**TASK A**
Return the listing unchanged, starting with its first line and going on through the line with "column 526, row 370", both included. Leave the pictures out.

**SELECTED TEXT**

+ + +

# Homework 2.2: The Quest For A Better Network

In this assignment you will build a monster network to solve Tiny ImageNet image classification.

This notebook is intended as a sequel to seminar 3, please give it a try if you haven't done so yet.

(please read it at least diagonally)

* The ultimate quest is to create a network that has as high __accuracy__ as you can push it.
* There is a __mini-report__ at the end that you will have to fill in. We recommend reading it first and filling it while you iterate.
 
## Grading
* starting at zero points
* +20% for describing your iteration path in a report below.
* +20% for building a network that gets above 20% accuracy
* +10% for beating each of these milestones on __TEST__ dataset:
    * 25% (50% points)
    * 30% (60% points)
    * 32.5% (70% points)
    * 35% (80% points)
    * 37.5% (90% points)
    * 40% (full points)
    
## Restrictions
* Please do NOT use pre-trained networks for this assignment until you reach 40%.

+ + +

**GIVEN ENTRIES**
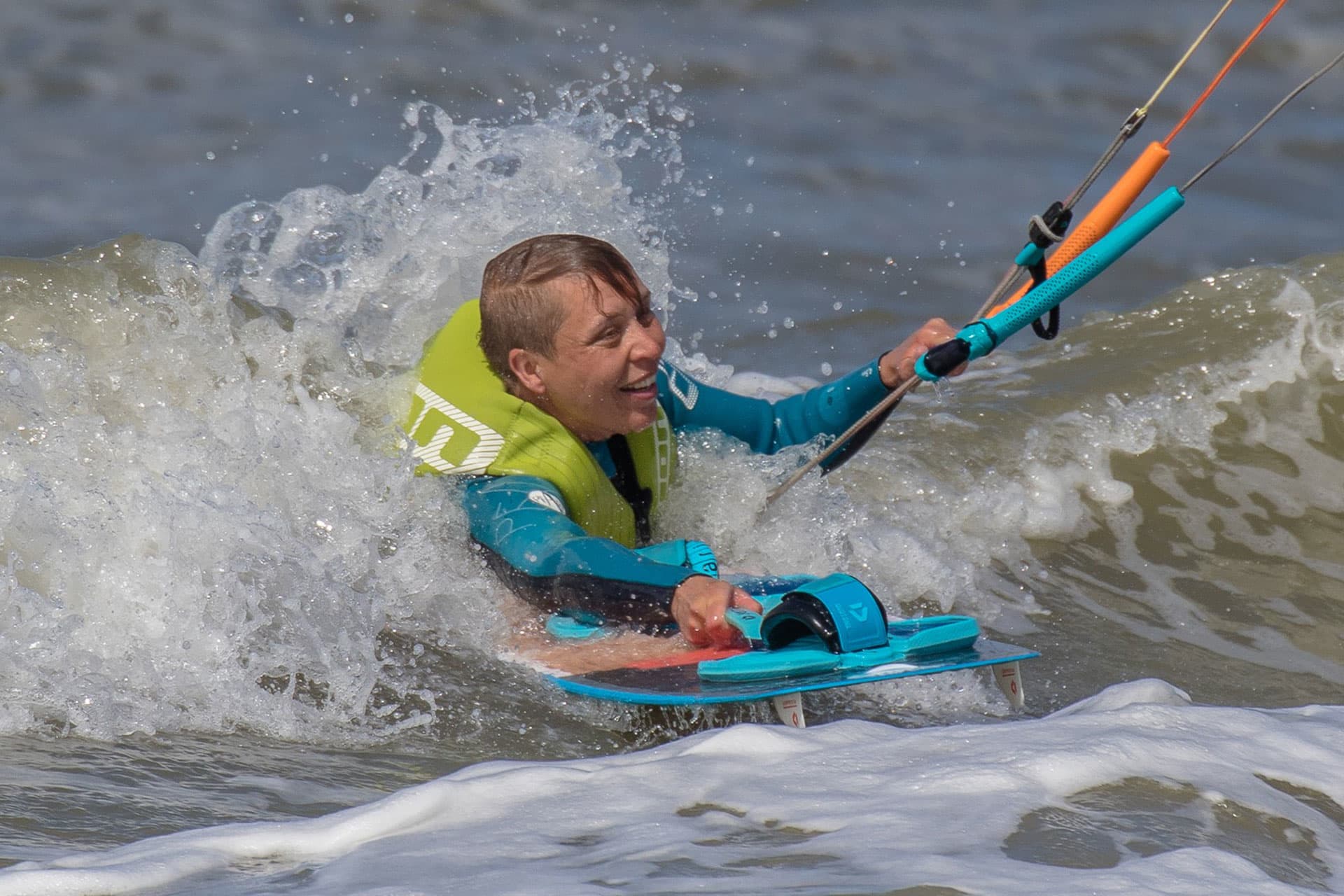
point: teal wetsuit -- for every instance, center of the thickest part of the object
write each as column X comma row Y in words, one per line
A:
column 522, row 526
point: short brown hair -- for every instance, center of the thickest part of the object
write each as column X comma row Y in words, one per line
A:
column 518, row 311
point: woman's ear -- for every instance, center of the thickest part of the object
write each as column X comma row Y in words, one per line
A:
column 526, row 370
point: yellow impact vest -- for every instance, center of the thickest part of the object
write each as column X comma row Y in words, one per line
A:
column 464, row 422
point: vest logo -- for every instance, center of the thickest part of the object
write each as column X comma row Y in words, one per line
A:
column 448, row 440
column 546, row 498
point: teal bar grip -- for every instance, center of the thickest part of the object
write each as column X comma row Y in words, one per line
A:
column 986, row 335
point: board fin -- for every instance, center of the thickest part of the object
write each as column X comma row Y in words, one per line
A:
column 1008, row 678
column 790, row 708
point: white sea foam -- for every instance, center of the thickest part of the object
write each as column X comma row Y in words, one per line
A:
column 1049, row 805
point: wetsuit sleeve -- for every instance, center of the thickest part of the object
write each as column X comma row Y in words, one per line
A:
column 769, row 426
column 547, row 559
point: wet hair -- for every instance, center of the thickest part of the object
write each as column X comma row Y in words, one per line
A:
column 519, row 309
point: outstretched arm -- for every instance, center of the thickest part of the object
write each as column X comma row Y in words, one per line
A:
column 825, row 410
column 552, row 562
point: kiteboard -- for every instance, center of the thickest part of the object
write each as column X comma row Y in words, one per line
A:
column 823, row 633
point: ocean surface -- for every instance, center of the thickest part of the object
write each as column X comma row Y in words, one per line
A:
column 244, row 650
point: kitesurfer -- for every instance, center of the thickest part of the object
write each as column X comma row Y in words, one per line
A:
column 552, row 396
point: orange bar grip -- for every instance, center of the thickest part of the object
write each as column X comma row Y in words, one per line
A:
column 1098, row 222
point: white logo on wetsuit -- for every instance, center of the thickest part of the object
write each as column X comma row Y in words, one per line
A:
column 546, row 498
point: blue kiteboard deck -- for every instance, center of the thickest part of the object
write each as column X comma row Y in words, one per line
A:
column 682, row 684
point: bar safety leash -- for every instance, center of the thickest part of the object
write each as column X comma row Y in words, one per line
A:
column 1093, row 227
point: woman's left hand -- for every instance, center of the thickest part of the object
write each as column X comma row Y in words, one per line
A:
column 898, row 365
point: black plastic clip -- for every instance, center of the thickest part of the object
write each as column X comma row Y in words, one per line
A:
column 1044, row 230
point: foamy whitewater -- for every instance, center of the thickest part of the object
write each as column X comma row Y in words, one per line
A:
column 244, row 650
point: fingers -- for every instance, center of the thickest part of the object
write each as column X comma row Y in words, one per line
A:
column 898, row 365
column 699, row 608
column 743, row 601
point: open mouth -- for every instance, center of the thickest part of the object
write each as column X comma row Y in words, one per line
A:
column 647, row 383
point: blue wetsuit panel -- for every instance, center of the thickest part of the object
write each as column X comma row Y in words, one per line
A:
column 766, row 426
column 552, row 562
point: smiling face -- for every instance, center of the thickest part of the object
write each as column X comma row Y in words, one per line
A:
column 600, row 378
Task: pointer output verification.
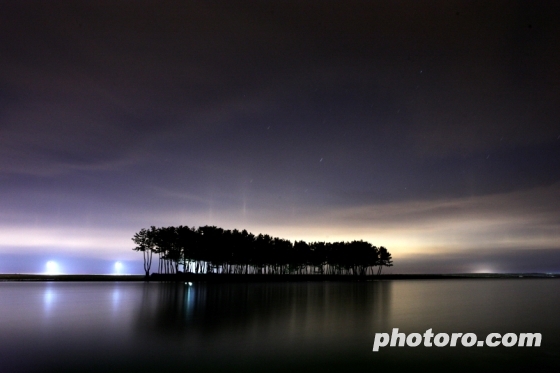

+ + +

**TASK B**
Retype the homework assignment without changes, starting with "(please read it" and going on through "25% (50% points)".

**FULL RESPONSE A**
point: teal wetsuit -- for every instance, center of the thickest part of the object
write each as column X comma row Y in words, one per line
A:
column 522, row 526
point: short brown hair -- for every instance, center of the thickest part of the object
write each as column X comma row Y in words, one per line
A:
column 518, row 311
point: woman's ear -- for every instance, center of the thickest part of the object
write each as column X comma row Y in words, one per line
A:
column 526, row 370

**FULL RESPONSE B**
(please read it at least diagonally)

* The ultimate quest is to create a network that has as high __accuracy__ as you can push it.
* There is a __mini-report__ at the end that you will have to fill in. We recommend reading it first and filling it while you iterate.
 
## Grading
* starting at zero points
* +20% for describing your iteration path in a report below.
* +20% for building a network that gets above 20% accuracy
* +10% for beating each of these milestones on __TEST__ dataset:
    * 25% (50% points)